Entries shown Block Start
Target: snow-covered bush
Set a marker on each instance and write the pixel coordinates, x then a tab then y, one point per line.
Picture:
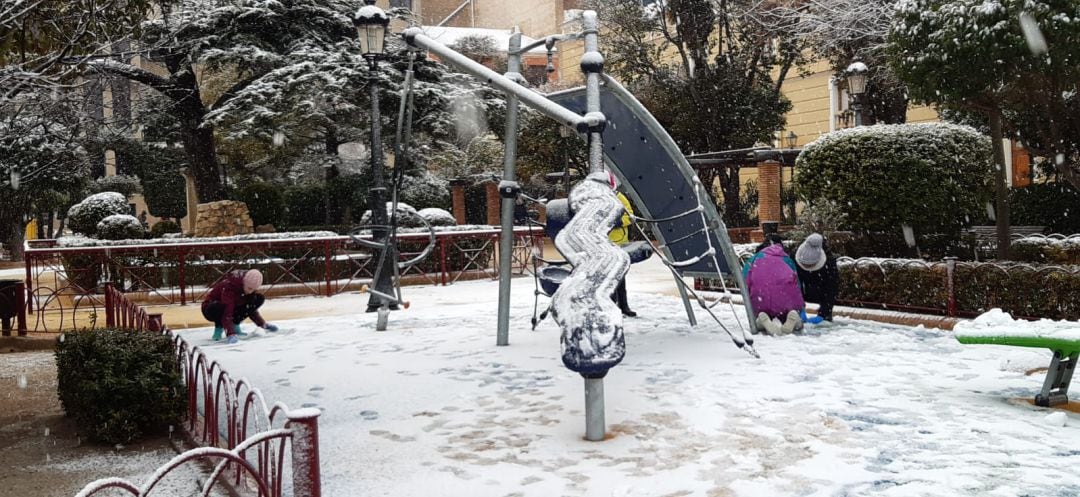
407	217
84	216
118	385
1045	250
426	190
120	227
934	177
1055	205
437	216
121	184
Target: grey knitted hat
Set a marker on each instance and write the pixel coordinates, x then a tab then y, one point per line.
811	256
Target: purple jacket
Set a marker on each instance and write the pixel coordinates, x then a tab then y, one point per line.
773	283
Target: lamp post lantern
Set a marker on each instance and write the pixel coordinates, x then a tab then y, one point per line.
856	74
372	24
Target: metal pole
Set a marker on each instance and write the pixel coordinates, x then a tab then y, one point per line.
592	65
858	108
950	284
509	190
307	480
594	410
377	199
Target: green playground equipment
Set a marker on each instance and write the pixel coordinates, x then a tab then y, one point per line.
1058	375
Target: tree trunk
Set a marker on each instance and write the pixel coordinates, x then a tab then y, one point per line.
199	145
15	243
1001	187
731	185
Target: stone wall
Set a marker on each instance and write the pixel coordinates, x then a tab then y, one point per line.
223	218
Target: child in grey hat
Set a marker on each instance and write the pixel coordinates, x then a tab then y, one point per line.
819	276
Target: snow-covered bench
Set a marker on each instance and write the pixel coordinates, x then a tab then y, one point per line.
1061	337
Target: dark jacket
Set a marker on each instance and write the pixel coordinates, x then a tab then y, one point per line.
230	293
822	285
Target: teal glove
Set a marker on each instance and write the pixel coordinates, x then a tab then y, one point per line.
814	320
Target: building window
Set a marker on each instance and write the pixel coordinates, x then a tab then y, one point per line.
536	75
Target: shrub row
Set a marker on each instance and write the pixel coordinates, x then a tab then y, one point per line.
1029	291
1045	251
161	270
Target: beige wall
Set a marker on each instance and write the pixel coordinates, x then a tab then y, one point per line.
535	17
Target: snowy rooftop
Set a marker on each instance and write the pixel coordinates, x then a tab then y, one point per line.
433	407
448	36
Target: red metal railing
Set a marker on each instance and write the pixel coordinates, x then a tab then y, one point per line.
69	281
231	421
122	313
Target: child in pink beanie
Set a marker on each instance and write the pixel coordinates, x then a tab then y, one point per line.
233	299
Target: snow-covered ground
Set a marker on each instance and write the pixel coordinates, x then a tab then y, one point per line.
432	407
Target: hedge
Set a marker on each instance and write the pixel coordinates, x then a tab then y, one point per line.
935	177
1023	290
1047	250
119	385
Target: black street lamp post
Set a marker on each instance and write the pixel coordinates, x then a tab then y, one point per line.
372	24
856	85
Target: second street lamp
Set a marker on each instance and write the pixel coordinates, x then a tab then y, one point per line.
856	85
372	24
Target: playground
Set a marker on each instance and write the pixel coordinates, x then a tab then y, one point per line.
858	407
470	390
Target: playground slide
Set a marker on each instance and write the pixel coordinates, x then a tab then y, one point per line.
658	179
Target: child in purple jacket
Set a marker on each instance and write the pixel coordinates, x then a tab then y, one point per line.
772	282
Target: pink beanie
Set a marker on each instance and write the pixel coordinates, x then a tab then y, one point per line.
253	279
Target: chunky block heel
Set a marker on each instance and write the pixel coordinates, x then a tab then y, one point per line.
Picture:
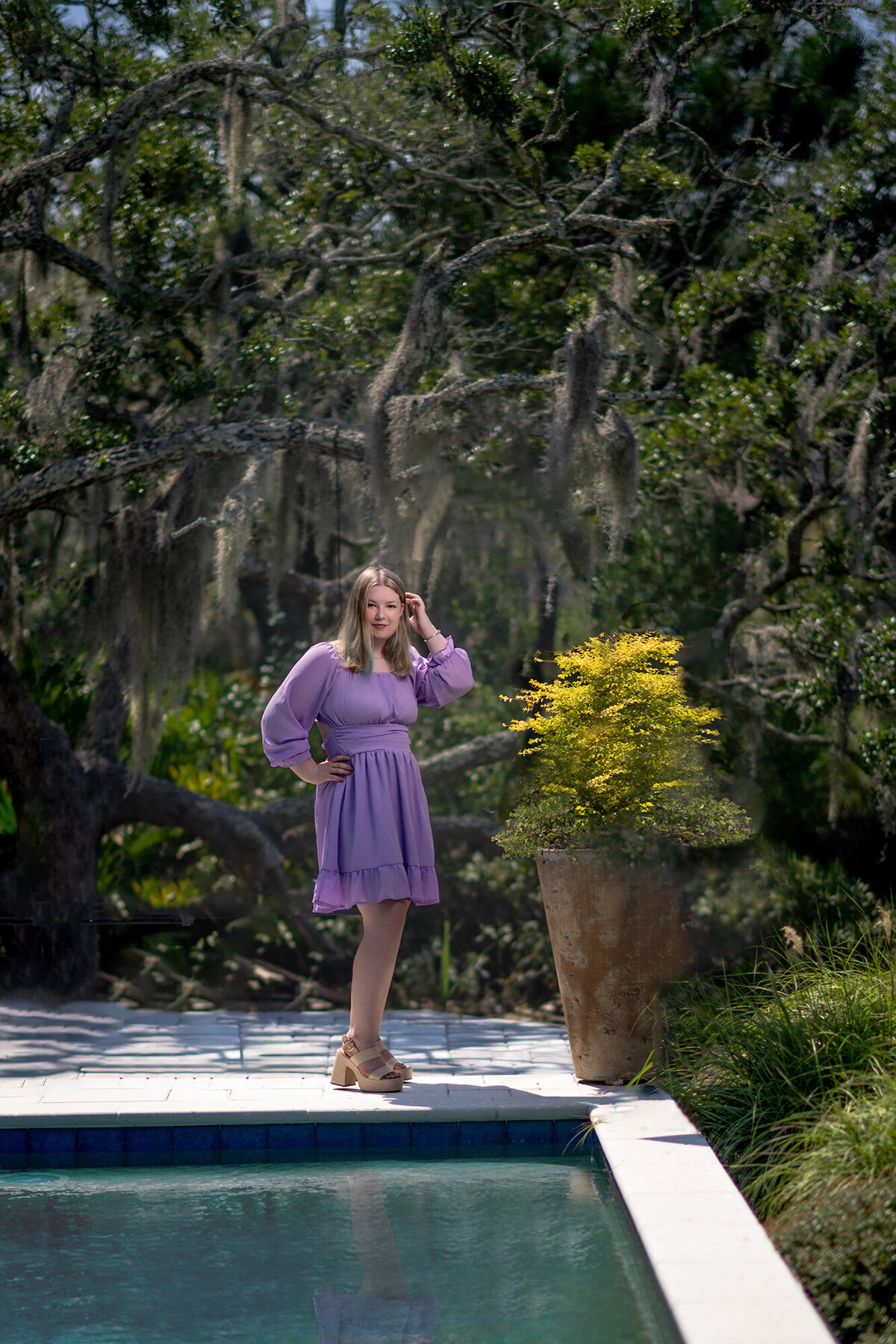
347	1073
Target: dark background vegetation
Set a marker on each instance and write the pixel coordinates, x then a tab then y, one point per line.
578	315
581	315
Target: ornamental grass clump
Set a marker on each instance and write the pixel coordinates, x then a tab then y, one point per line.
786	1071
617	746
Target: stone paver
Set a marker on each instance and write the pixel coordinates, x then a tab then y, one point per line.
87	1038
102	1065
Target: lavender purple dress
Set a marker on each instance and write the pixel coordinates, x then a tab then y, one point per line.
374	835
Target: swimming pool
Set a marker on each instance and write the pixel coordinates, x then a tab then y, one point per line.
457	1248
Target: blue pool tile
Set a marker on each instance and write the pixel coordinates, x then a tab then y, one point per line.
49	1162
101	1140
13	1142
395	1135
529	1132
52	1142
339	1136
148	1139
195	1139
243	1136
482	1132
101	1159
290	1136
147	1159
573	1133
437	1133
196	1157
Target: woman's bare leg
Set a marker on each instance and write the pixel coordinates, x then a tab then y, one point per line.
374	967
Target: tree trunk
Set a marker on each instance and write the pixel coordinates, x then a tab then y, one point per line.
50	944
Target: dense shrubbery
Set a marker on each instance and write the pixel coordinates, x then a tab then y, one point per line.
790	1071
841	1245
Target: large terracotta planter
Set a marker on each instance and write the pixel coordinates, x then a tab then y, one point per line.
618	933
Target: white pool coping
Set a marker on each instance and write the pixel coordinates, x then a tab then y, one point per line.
100	1065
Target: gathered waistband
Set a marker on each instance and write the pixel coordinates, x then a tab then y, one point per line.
367	737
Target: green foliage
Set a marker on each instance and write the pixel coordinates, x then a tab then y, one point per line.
617	746
841	1246
640	168
759	1057
662	19
479	80
855	1140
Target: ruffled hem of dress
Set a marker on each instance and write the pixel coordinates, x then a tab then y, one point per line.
335	892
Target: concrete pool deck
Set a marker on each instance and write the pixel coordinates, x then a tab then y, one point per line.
104	1068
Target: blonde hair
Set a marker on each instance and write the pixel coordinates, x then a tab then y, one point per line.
354	641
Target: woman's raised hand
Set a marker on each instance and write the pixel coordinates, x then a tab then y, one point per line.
418	620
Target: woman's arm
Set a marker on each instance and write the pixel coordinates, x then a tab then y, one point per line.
422	625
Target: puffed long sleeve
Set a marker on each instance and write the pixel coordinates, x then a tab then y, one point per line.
294	706
442	678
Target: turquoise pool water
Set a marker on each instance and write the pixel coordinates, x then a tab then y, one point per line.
497	1249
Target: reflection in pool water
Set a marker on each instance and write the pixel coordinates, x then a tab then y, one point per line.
499	1249
382	1310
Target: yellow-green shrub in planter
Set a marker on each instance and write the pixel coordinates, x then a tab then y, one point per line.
615	753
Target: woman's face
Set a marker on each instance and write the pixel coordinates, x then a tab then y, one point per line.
383	612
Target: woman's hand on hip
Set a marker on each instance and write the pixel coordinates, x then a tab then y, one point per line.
334	771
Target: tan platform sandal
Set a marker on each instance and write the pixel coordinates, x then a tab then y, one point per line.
347	1071
395	1065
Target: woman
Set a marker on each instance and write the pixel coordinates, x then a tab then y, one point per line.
374	836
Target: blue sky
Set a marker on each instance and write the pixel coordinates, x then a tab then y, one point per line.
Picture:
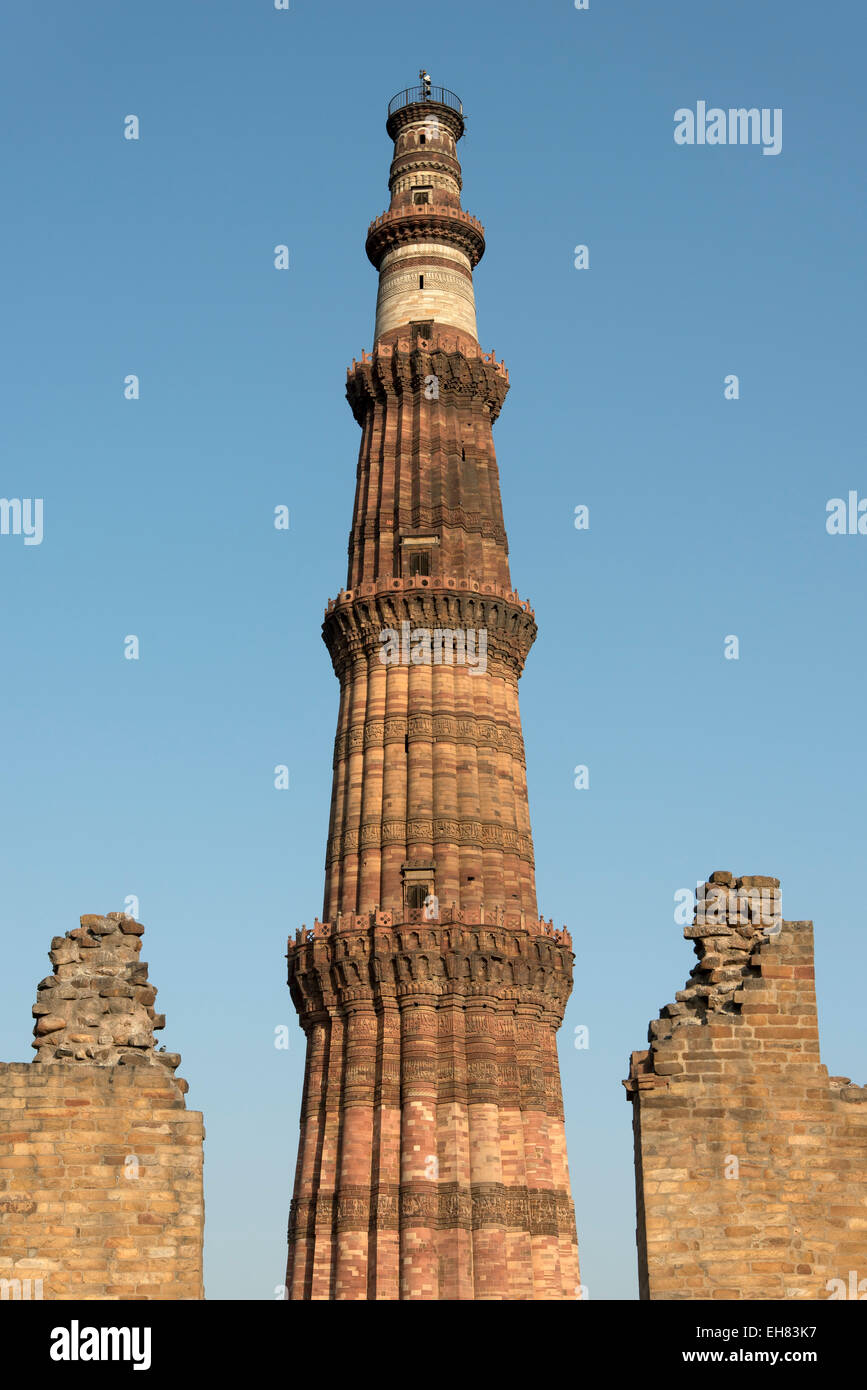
707	516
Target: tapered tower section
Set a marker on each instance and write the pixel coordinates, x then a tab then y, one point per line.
432	1151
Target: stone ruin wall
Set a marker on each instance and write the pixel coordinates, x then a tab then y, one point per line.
100	1161
749	1158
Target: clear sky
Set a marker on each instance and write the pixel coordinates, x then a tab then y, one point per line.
154	777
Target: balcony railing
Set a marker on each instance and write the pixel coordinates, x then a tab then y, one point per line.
425	93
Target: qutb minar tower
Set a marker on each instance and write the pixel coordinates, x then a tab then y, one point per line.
432	1153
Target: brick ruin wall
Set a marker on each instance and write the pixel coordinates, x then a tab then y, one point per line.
100	1161
749	1158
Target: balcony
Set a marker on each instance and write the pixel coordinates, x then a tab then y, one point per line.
439	95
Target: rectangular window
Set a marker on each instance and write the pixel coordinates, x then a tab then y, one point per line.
420	562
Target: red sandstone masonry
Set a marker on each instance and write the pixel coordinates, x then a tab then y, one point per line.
100	1161
732	1084
432	1153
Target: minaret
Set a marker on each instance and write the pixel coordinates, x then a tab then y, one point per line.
432	1153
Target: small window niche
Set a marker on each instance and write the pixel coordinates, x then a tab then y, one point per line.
420	562
420	888
417	555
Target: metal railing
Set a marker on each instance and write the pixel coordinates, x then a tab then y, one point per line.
425	93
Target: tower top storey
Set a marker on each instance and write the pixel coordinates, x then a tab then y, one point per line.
425	245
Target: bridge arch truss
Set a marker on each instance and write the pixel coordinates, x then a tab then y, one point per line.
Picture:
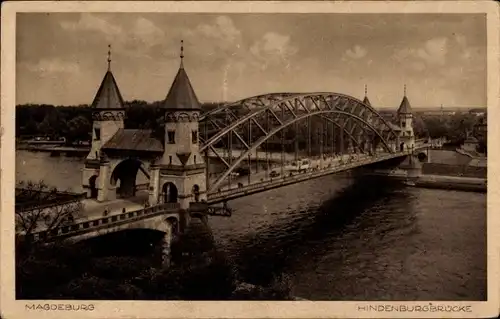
331	121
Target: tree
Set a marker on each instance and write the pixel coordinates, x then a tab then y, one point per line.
78	129
38	206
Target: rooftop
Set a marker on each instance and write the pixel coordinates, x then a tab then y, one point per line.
134	139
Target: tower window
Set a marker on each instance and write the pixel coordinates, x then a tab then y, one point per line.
171	137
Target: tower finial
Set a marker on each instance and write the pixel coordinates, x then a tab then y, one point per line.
182	49
109	57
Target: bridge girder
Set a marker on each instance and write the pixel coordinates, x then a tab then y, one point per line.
358	121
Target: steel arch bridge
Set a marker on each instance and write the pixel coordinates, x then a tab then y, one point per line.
316	123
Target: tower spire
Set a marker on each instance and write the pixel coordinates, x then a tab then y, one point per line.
109	57
182	54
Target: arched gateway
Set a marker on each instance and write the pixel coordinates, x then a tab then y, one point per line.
170	161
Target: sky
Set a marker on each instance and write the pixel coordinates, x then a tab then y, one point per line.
62	57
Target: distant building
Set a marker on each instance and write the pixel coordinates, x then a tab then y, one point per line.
480	130
470	144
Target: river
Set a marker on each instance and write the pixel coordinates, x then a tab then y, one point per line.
339	239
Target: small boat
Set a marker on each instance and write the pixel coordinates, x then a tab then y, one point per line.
409	183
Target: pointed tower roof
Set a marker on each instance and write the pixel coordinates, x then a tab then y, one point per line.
405	107
366	100
108	95
181	94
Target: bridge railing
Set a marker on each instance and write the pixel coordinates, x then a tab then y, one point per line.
107	221
284	180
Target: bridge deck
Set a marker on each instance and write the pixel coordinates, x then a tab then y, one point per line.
231	192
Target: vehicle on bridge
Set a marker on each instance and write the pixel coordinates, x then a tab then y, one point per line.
300	166
274	174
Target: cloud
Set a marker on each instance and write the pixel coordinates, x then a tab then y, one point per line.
273	48
45	66
90	22
355	53
434	51
220	38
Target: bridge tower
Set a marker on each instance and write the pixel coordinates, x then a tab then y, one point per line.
179	175
108	113
405	119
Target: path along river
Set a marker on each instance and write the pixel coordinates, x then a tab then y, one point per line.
341	240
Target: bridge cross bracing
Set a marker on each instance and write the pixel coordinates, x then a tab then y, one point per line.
286	127
84	228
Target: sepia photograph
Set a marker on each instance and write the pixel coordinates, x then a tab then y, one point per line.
238	155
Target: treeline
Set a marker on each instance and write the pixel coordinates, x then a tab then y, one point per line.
74	123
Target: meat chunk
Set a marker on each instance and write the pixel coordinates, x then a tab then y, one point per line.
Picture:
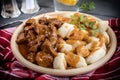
44	59
30	35
41	29
43	20
35	44
53	35
47	47
57	23
30	22
21	38
31	57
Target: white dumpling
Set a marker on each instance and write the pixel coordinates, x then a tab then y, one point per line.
106	37
91	44
96	55
60	62
66	47
92	39
65	30
81	63
103	26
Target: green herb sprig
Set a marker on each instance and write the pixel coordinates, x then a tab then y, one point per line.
87	6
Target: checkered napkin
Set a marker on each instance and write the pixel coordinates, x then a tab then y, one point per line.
11	69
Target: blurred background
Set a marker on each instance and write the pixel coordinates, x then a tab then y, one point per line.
105	9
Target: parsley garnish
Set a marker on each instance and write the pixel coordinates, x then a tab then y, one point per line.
87	6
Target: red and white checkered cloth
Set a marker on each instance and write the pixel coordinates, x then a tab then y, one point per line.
11	69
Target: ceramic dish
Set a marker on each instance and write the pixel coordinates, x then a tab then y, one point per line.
68	72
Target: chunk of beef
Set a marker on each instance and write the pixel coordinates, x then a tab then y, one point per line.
47	48
36	43
57	23
29	22
43	20
27	28
53	35
21	39
31	57
30	35
44	59
41	29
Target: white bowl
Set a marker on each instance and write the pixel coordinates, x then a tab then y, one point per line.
69	72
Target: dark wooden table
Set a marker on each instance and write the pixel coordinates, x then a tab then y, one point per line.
105	9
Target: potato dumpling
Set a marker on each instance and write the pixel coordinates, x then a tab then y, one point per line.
95	56
65	29
60	62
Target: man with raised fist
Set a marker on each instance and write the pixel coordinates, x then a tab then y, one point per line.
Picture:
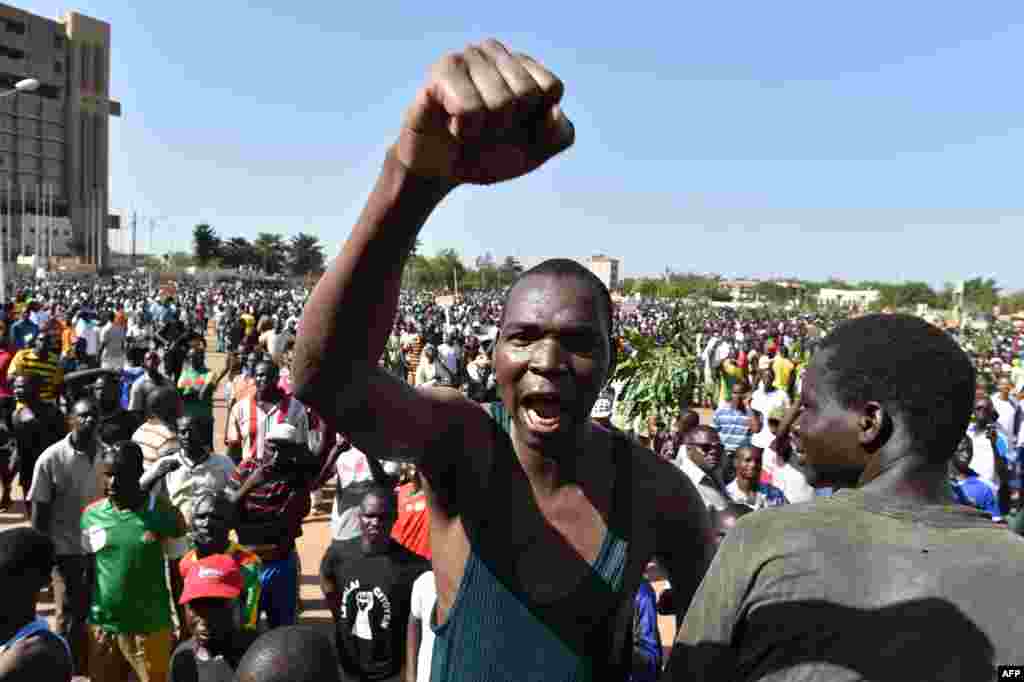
542	522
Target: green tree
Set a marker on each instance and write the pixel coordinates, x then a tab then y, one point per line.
179	259
448	264
271	252
509	270
206	244
772	293
981	293
1014	302
237	252
305	254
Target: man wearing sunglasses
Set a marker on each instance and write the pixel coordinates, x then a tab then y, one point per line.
700	458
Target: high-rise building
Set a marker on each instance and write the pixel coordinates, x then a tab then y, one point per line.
54	164
606	269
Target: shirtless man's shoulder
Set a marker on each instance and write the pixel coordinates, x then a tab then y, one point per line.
40	656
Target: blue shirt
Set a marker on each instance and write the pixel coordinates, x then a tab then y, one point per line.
646	637
22	332
1015	470
763	496
979	495
733	427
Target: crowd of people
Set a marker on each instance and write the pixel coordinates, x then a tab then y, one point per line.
838	501
85	399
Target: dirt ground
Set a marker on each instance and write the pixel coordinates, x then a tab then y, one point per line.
311	546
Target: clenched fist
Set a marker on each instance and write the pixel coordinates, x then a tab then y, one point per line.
485	115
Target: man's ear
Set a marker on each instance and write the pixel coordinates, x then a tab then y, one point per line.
875	426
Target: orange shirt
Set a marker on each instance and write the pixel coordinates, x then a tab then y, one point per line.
412	529
67	339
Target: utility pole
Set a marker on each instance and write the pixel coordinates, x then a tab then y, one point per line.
134	225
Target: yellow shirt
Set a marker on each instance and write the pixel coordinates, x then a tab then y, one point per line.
48	372
782	367
731	373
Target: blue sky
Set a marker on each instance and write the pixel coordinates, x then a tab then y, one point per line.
869	140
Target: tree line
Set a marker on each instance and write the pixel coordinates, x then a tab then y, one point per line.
446	271
980	293
299	256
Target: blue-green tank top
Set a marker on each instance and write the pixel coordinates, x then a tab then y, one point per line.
494	633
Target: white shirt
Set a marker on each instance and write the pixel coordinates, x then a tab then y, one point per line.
793	483
88	332
424	596
983	460
182	483
765	401
276	342
1008	415
709	492
449	355
249	424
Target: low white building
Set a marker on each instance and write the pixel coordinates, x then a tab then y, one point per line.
845	297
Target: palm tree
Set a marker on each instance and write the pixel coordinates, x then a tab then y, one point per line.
206	244
271	252
306	254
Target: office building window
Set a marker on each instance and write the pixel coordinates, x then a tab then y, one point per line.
11	52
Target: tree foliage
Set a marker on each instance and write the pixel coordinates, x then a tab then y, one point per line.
238	252
206	244
271	252
305	255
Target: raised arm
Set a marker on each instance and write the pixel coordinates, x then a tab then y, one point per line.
484	116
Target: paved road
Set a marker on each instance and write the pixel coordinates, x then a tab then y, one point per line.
315	538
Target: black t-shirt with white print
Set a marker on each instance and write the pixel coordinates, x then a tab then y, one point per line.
376	592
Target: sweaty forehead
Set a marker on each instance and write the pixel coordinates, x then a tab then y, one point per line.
553	300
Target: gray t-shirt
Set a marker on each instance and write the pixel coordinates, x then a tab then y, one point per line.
67	479
857	587
354	479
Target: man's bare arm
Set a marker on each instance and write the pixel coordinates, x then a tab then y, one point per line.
484	116
684	538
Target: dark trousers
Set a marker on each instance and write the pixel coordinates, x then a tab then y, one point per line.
71	600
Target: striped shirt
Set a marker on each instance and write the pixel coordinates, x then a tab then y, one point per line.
733	427
48	371
249	424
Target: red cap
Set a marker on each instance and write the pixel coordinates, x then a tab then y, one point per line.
216	576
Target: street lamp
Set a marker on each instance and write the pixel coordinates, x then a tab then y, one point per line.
24	85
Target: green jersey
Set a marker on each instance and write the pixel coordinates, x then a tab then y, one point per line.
129	593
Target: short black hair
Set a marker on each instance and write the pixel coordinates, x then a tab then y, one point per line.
291	653
563	267
914	370
26	553
384	494
701	428
125	452
219	499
Entries shown Block End
| Try it |
Take from the material above the lines running from the one with "Target: swimming pool" through the one with "Target: white pool coping", and repeat them exactly, with nothing else.

| Result |
Target: swimming pool
Set a marker on each instance and write the pixel coordinates, x then a tab then y, one point per line.
457	1248
Target: blue pool tile
Set a marker on each instance and write the pixel coordinates, x then a tab then y, one point per line.
49	1162
101	1140
13	1142
395	1135
529	1132
52	1142
339	1136
148	1139
195	1139
243	1136
482	1132
101	1159
290	1136
147	1159
573	1133
437	1133
196	1157
Target: woman's bare leg
Set a marker on each instance and write the pixel coordinates, x then a tab then y, one point per line.
374	967
Target: tree trunk
Set a marker on each instance and write the pixel coordinates, x then a tab then y, one point per line.
50	944
Target: dense shrubbery
Set a marker on each instance and write the pixel coordinates, x then a tab then y, one point per line.
790	1071
841	1245
Target: large terracotta planter
Set a marker on each instance and write the pixel coordinates, x then a tab then y, one point per line.
618	933
Target: white pool coping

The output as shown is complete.